## DOCUMENTO DI PARTENZA
#NavigandoVersoNord
Avendo a disposizione una sola settimana, decido di partire dalle Isole Lofoten. Per raggiungere Svolvaer, la città principale, impiego tutto il pomeriggio con ben tre rotte aeree: Milano Malpensa – Oslo, Oslo – Bodø e un splendido volo finale Bodø – Svolvaer con un biplano gestito dalla Widerøe, la principale compagnia di voli interni della Norvegia che sorvola fiordi e centinaia di piccole isolette prima di atterrare.
La vista dall’Hotel è spettacolare sul delizioso villaggio appoggiato sulle acque del fiordo ed incastonato tra le montagne. Avrei preferito soggiornare nelle case dei pescatori ma, viaggiando da solo, non mi è stato facile trovare posto. E la notte del 4 agosto non è mai buia anche quando il sole va a riposarsi dietro la montagna.
Il giorno successivo, passeggio per il centro di Svolvaer, la piazza principale, il mercatino dei fiori e dei souvenir, il molo con le numerose imbarcazione pronte a trasportare i turisti per i magici fiordi delle Lofoten. Ho appuntamento con Maurizio, un italiano che si è trasferito nelle isole e accompagna i turisti con la “Lofoten Lights & Nature”. Chiacchierare con lui mi trasporta nella vita in quelle isole e lo ringrazio per avermi fatto scoprire alcuni angoli favolosi della zona. Passiamo a fianco alla montagna dei sacrifici, dove le antiche popolazioni sacrificavano gli animali agli dei e raggiungiamo la prima tappa del percorso che si caratterizza per i paesaggi e le spiagge attorno ad Eggum, un paese di neanche un centinaio di abitanti e, forse, altrettanti campeggiatori, dominati dai resti del forte dove i nazisti avevano impiantato un radar durante la Seconda Guerra Mondiale. Già, perché la storia della costa norvegese non è fatta solo di mare e pesca ma anche di guerre durissime e violente. Da Eggum, ci spostiamo a prendere un caffè nella Casa vichinga di Borg. Si tratta di uno dei siti più visitati delle isole ma la mia impressione è che tutto sia così finto che non mi sento attratto dal visitarne il museo. La storia dice che la costruzione ricalchi il perimetro di una vera casa antica di cui furono trovate le pietre che ne delineavano i confini. Da lì, prendendo una stradina secondaria che sarebbe sicuramente chiusa in inverno, raggiungiamo una delle spiagge più belle che abbia mai visto. Il nome, Haukland, ci ricorda la Nuova Zelanda, l’acqua color smeraldo e la sabbia ci ricordano i caraibi ma i paesaggi montani, il clima (non troppo freddo, a dire il vero, in una splendida giornata di sole) ed il fatto che nessuno stia facendo il bagno ci riportano in Norvegia.

## DATI REGISTRATI

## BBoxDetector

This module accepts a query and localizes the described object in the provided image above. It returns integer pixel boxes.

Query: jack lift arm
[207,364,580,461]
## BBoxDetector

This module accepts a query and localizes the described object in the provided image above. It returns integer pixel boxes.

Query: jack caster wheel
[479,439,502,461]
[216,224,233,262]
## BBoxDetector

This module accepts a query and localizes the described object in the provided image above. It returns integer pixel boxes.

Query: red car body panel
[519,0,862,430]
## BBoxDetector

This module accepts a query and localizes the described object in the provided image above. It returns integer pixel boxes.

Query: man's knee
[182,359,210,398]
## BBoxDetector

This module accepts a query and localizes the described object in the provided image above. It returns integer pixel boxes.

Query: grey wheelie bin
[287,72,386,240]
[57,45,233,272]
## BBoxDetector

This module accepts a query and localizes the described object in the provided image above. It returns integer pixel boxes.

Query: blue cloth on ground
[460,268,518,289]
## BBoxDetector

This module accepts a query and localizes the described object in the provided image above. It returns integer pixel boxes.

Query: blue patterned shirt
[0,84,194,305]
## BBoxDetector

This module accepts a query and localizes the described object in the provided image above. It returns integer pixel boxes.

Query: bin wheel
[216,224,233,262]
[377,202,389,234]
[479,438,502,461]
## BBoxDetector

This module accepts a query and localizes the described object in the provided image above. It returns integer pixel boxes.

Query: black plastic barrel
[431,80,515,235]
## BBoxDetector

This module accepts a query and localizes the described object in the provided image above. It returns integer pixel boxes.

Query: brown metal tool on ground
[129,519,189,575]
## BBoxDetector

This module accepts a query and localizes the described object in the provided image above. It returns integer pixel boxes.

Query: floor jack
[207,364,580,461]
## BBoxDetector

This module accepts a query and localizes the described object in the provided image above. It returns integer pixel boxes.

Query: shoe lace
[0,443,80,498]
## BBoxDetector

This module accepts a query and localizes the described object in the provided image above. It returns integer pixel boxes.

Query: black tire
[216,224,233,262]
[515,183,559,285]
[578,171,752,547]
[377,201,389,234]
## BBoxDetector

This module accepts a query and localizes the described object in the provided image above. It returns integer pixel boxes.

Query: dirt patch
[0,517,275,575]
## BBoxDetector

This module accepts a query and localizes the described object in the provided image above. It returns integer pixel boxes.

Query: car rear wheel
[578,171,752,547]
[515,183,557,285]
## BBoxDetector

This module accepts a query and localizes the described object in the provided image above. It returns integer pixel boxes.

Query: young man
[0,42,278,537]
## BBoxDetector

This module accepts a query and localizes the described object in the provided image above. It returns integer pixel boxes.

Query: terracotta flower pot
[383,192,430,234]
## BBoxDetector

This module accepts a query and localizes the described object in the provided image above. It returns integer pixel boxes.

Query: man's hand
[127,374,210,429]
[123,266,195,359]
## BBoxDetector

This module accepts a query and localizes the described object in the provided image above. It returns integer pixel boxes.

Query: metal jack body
==
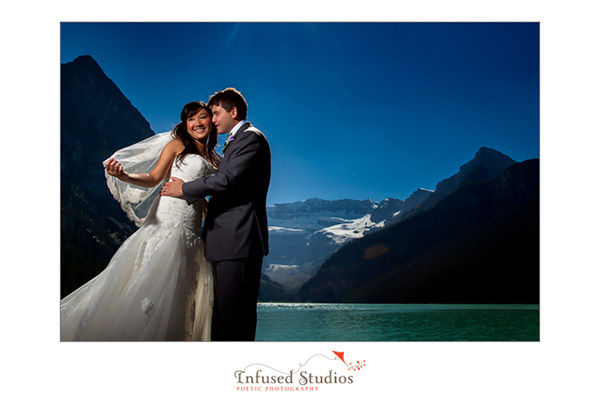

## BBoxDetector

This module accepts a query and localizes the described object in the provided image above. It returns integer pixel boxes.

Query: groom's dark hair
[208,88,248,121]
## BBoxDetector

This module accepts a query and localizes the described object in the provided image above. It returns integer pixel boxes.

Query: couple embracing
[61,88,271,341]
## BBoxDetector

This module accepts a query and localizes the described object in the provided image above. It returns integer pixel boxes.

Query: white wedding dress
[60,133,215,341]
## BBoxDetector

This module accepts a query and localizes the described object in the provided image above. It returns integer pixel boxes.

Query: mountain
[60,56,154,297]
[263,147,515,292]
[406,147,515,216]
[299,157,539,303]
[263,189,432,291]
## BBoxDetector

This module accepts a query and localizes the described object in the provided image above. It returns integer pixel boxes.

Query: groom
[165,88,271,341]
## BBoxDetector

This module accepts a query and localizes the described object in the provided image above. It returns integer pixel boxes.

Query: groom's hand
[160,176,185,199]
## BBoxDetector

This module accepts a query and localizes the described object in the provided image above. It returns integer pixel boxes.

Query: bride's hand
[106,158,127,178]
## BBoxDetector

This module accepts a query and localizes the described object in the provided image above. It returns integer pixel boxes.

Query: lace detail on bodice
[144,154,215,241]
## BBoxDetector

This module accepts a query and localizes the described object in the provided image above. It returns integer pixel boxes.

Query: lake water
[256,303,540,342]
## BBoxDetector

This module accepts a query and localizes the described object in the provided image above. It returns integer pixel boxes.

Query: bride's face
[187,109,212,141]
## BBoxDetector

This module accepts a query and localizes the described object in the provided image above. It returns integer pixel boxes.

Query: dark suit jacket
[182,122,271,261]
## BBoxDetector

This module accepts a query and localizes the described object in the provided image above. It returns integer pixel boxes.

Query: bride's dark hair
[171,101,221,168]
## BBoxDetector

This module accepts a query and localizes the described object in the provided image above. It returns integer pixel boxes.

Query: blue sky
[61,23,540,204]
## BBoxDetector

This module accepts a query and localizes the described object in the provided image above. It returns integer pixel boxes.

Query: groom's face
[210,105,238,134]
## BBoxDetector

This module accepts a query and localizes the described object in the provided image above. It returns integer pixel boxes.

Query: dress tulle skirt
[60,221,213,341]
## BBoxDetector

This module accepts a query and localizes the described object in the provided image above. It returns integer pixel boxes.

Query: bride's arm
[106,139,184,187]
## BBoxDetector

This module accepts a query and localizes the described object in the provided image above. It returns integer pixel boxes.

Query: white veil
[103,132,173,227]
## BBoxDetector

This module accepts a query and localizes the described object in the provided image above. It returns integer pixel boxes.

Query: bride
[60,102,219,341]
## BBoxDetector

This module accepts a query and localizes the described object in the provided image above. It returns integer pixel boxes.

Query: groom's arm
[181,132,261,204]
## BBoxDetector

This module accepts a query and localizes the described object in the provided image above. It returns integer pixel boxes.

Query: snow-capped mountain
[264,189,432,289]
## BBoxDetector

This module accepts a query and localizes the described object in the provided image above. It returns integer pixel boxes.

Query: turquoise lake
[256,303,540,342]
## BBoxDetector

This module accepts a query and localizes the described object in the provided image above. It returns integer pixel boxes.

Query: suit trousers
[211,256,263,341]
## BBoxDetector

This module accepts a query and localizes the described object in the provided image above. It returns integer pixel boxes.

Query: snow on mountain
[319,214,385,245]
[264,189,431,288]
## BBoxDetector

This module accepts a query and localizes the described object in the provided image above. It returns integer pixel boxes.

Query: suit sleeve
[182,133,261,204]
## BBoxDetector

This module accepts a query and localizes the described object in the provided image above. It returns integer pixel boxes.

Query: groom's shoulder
* * *
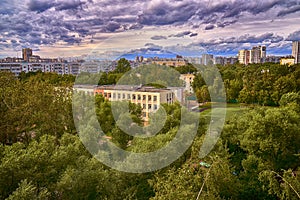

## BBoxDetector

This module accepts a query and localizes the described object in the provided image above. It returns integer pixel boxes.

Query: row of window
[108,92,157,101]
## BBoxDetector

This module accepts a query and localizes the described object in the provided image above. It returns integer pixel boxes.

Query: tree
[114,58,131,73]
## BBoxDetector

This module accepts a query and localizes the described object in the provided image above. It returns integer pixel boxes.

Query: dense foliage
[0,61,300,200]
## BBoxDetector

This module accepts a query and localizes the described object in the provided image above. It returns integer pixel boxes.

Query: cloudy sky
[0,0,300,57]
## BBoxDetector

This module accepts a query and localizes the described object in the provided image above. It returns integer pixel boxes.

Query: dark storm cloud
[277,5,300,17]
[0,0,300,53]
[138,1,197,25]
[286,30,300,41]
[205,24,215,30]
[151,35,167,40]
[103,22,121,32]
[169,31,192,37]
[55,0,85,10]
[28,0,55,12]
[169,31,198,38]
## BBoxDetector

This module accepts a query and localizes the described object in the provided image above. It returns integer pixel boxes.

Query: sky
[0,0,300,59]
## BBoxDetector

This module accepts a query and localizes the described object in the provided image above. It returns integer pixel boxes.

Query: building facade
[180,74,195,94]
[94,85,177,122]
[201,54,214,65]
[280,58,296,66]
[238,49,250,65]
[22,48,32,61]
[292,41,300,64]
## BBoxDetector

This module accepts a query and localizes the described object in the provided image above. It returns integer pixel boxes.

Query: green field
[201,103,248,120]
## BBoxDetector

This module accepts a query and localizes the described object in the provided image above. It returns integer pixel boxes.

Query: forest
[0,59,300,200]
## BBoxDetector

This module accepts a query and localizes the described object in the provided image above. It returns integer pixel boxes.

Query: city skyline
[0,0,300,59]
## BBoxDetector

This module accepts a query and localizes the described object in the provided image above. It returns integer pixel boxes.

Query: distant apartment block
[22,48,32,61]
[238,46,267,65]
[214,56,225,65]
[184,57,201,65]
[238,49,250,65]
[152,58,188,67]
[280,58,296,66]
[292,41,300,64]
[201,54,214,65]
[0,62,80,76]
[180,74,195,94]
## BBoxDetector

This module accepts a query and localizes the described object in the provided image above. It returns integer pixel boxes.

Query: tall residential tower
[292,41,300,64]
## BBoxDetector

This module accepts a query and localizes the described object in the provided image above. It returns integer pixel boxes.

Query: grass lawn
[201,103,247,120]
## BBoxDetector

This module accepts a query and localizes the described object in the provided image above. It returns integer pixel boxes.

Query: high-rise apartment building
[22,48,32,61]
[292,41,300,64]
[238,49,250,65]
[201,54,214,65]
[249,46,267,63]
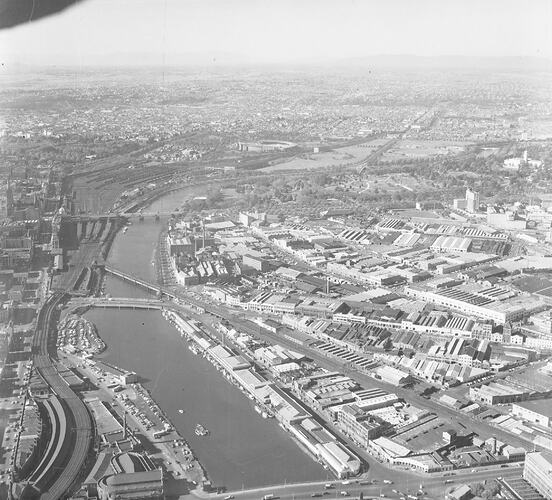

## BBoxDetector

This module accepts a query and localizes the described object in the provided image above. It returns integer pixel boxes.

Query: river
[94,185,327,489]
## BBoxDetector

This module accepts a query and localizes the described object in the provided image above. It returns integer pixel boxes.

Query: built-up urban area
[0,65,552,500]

## CONSEGNA 1
Nel resoconto di viaggio sulle Lofoten, elenca nell'ordine del testo i luoghi toccati durante il percorso con Maurizio.
## CONSEGNA 2
Prosegui il resoconto di viaggio sulle Lofoten, riprendendo subito dopo l'ultima frase.

## RISULTATO 1
- la montagna dei sacrifici
- Eggum
- la Casa vichinga di Borg
- la spiaggia di Haukland

## RISULTATO 2
Ritorniamo sulla strada principale per spostarci in una zona più turistica. Il percorso verso Henningsvaer ci porta in un’altra spiaggia deliziosa, che si vede in tutte le guide alle isole. Raggiungiamo così il villaggio, conosciuto anche come la Venezia delle Lofoten. Si tratta di una delle cittadine più visitate nelle isole, elegante e piena di negozi artigianali ed interessanti pasticcerie. Le case di pescatori che si affacciano sul canale sono notevoli per la mia piccola macchina fotografica. Non sarà il Canal Grande ma meglio così. Vediamo anche numerose rastrelliere, una delle caratteristiche di tutta la costa, dove, in inverno specialmente, sono posti ad essiccare i merluzzi.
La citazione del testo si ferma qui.